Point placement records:
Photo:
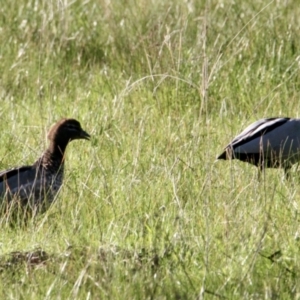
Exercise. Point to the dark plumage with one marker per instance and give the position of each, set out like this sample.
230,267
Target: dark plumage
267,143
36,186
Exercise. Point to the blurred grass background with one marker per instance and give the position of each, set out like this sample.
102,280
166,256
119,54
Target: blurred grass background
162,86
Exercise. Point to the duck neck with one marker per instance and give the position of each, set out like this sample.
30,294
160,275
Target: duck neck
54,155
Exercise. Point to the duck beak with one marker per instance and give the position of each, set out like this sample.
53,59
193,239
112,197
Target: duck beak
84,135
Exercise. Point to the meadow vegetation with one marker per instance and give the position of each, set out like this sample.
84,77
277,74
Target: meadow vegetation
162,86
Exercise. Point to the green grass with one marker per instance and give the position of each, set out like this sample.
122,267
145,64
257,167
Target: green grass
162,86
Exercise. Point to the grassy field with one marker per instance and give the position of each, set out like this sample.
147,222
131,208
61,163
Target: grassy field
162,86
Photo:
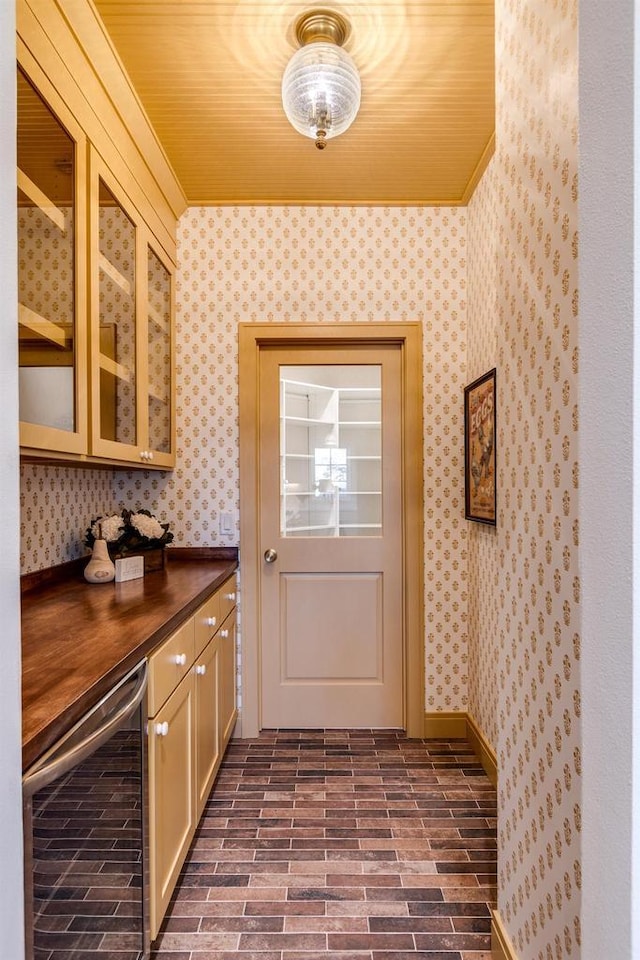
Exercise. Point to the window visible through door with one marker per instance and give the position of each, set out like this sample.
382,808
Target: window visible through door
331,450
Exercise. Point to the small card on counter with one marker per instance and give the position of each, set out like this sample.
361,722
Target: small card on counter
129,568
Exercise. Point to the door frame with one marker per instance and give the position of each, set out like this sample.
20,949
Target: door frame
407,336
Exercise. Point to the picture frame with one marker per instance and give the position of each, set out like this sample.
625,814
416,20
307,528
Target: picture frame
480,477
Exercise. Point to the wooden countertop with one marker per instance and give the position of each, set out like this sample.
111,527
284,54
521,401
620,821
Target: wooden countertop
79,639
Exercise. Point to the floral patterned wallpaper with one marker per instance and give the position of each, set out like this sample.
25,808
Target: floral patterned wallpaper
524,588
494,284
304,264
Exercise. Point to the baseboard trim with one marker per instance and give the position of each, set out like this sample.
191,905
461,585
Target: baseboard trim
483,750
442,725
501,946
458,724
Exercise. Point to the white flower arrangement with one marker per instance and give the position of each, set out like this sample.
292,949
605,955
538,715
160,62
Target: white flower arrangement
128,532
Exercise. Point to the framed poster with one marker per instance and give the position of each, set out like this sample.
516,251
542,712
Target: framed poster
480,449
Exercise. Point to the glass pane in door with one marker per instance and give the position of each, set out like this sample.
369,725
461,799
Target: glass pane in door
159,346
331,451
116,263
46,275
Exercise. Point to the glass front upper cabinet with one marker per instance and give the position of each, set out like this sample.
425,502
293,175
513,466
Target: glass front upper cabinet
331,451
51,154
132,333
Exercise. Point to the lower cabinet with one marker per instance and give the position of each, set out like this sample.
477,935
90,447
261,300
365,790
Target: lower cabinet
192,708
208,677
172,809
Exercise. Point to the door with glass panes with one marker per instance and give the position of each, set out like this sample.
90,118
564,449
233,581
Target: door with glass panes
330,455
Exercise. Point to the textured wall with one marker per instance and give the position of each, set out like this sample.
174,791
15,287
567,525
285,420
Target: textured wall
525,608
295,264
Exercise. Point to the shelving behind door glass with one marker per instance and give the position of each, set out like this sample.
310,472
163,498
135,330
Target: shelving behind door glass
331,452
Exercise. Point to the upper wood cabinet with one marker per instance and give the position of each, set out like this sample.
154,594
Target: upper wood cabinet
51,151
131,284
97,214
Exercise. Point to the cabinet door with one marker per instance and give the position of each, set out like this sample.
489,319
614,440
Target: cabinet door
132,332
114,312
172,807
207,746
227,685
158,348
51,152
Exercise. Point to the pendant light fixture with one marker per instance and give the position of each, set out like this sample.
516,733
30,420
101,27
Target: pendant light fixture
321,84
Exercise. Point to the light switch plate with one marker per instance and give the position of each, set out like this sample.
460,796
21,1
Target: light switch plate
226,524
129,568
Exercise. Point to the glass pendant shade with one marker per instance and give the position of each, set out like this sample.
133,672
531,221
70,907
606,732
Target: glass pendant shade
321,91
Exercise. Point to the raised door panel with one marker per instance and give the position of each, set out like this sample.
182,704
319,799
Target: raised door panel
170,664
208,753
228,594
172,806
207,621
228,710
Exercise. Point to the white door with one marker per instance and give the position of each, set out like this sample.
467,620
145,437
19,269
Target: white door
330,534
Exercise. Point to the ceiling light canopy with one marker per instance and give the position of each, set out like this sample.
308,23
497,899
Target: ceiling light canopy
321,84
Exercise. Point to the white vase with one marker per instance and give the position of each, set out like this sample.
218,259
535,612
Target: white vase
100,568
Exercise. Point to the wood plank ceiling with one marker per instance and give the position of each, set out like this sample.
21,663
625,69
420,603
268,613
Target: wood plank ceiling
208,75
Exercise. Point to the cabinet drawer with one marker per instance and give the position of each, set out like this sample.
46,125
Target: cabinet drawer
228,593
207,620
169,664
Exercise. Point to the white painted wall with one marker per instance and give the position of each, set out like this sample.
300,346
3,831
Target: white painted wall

» Job
Repeat the material above in full and unchanged, minus its images.

» Result for this exercise
Photo:
Exercise. Point to the dark plumage with one marker per instance and give the position of each, set out like this sample.
230,267
Target: dark plumage
267,143
36,186
Exercise. Point to the blurred grass background with one marker per instance and give the position of each, set out like this sample.
102,280
166,256
119,54
Target: blurred grass background
162,86
Exercise. Point to the duck neck with one marker per instance and give the position of each, set out like this sample.
30,294
160,275
Target: duck neck
54,155
Exercise. Point to the duck beak with one marker per instance and give the position of each, set out like this sample.
53,59
193,239
112,197
Target: duck beak
84,135
Exercise. Point to the meadow vegetation with one marker per instance and give the position of each, set out like this sample.
84,77
277,74
Target: meadow vegetation
162,86
Exercise. Point to the green grass with one marker per instance and give the position of each, set out like this sample.
122,267
145,64
257,167
Target: green grass
162,86
Exercise. Point to the grassy field with one marker per instance and give the position of each, set out like this sample.
147,222
131,208
61,163
Target: grassy field
162,86
Photo:
Exercise. Point to the window visible through door with one marker per instance and give the position of each, set out like this sample.
382,808
Target: window visible through door
331,450
Exercise. Point to the small card on counter with one marker per instance and give the position of each, set out like this sample.
361,722
Target: small card on counter
129,568
Exercise. Point to the door frame with one marker per instance and give the position of each, set out like this sample.
20,949
Target: door frame
407,336
Exercise. Point to the picture frame with one marker per instance and give the position of each, set out like this sample.
625,814
416,20
307,528
Target: picture frame
480,477
Exercise. Point to the wooden countertop with one marker per instance and give the position of each, set out like this sample.
111,527
284,54
521,401
620,821
Target: wooden countertop
79,639
Exercise. Point to the floral patterned wallpaper with one marker per instance and give the position of each, set out like this sample.
25,808
Target: floral patterned wallpaper
524,588
494,284
304,264
Exercise. Point to the baseboard trim with one marker per instance and give the position of each, set out like this sample.
191,905
461,585
Target: baseboard trim
483,750
442,725
501,946
458,724
Exercise. Point to the white flower arrangement with one marker per instance and give the position of each, set out like this sample.
292,949
605,955
538,715
160,62
Target: white flower arrangement
128,532
Exercise. Point to the framed poster with one marker per instance and give the position of each, set out like this sample.
516,251
542,712
Target: framed poster
480,449
Exercise. Point to the glass pane in door with one marker per instance and give the position of each, set out like this sample.
369,725
461,799
Target: glass pane in door
159,346
331,451
116,263
46,275
Exercise. Point to the glass front upper cabinet with one marker per instance and give the position of each, set out like this sample.
425,502
293,175
513,466
Target: glass front upper cabinet
331,451
51,154
132,333
Exercise. Point to the lower cabinet with one marker per instance and give the position of each, set out like this sample.
477,935
90,447
261,300
365,790
Target: lower cabinet
192,708
208,677
172,809
Exercise. Point to the door with glass panes with one marker per instance and give the position of each, set out like this sample.
90,118
564,449
233,581
Target: door with glass panes
330,455
Exercise. Point to the textured wall with one marker per instance and give the position of each, set out like this sample.
174,791
15,287
567,525
285,420
Target: textured wall
525,608
295,264
Exercise. Point to the shelving behind door glass with one marker per instance and give the position of each, set out like this sample.
310,472
163,498
135,330
Target: shelving behind door glass
331,452
Exercise. Point to the upper wood cabinet with one marker per instance and give the position of each, set out like this sample.
154,594
Target: upper wood cabinet
51,151
131,284
97,214
Exercise. Point to the cabinet door with one marker per instance and give the position of each, set out like this sample.
489,319
614,440
Target: cabinet door
132,332
114,312
172,807
207,746
227,685
158,348
51,152
Exercise. Point to the pendant light fixture with one marker per instance and give the position of each, set out like this sample.
516,733
30,420
101,27
Target: pendant light fixture
321,84
Exercise. Point to the light switch plate with one marker per instance and give the position of each, set out like this sample.
460,796
21,1
Target: light switch plate
226,524
129,568
Exercise. Point to the glass pendant shade with one marker per instance and give the position of each, set out like this sample.
133,672
531,221
70,907
606,732
Target: glass pendant shade
321,91
Exercise. Point to the raised door panel with one marker per instance and give the position of each, set out like this sample.
182,704
319,799
Target: raised door panel
170,664
208,753
228,594
172,806
207,621
228,710
Exercise. Point to the white door with one marker per instance and give the position of each, set out like this sample.
467,620
145,437
19,269
Target: white door
330,534
Exercise. Point to the ceiling light canopy with one marker per instance and give the position of each, set out like this sample.
308,23
497,899
Target: ceiling light canopy
321,84
Exercise. Point to the white vase with one marker per instance and give the position of each, set out like this sample.
218,259
535,612
Target: white vase
100,568
Exercise. Point to the wood plank ceiling with one marker per instance and give the position of each, set out like this sample.
21,663
625,69
420,603
268,613
Target: wood plank ceiling
208,75
Exercise. Point to the cabinet drawer with one marker per instance and give the position of each, set out like this sample.
46,125
Target: cabinet drawer
228,593
207,620
169,664
Exercise. Point to the white painted wall with one marker per instance and give the position of each, set out like this sample.
300,346
3,831
Target: white painted wall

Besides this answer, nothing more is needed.